++++ DATA ++++

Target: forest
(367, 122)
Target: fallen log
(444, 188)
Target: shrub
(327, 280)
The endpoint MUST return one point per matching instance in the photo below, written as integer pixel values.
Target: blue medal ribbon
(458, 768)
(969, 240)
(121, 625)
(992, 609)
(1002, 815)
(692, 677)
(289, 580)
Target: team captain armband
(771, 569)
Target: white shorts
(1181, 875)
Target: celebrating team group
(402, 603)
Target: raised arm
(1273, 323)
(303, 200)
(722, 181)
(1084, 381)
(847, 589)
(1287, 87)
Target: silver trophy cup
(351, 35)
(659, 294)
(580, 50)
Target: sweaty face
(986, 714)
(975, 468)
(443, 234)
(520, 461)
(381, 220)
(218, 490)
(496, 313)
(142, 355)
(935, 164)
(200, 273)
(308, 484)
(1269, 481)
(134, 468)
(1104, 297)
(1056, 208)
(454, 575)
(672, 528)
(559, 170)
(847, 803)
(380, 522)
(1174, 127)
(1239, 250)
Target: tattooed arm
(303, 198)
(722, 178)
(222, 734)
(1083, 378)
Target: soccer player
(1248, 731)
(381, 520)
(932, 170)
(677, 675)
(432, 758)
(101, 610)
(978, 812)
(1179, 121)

++++

The answer must be the line containing "Target: blue medal ribbon" and every line after it to the end of the records, repeated exactly.

* [TASK OUTPUT]
Target: blue medal ribbon
(458, 768)
(969, 240)
(121, 625)
(992, 609)
(1002, 815)
(692, 677)
(289, 580)
Target: team captain armband
(771, 569)
Target: white shorts
(1181, 875)
Target: celebrating team group
(402, 603)
Target: raised arm
(1273, 323)
(303, 200)
(722, 181)
(1084, 381)
(847, 589)
(1287, 87)
Target: silver trophy cup
(351, 35)
(659, 294)
(580, 50)
Target: sweaty face
(986, 714)
(975, 468)
(443, 234)
(520, 461)
(381, 220)
(218, 490)
(496, 313)
(142, 355)
(935, 164)
(200, 273)
(308, 484)
(1269, 481)
(134, 468)
(1104, 297)
(1056, 208)
(454, 575)
(672, 528)
(559, 170)
(847, 803)
(380, 522)
(1174, 127)
(1239, 250)
Target: tattooed arm
(303, 198)
(722, 178)
(222, 734)
(1083, 378)
Target: soccer player
(1248, 731)
(381, 520)
(932, 170)
(677, 675)
(432, 758)
(101, 610)
(978, 812)
(1179, 121)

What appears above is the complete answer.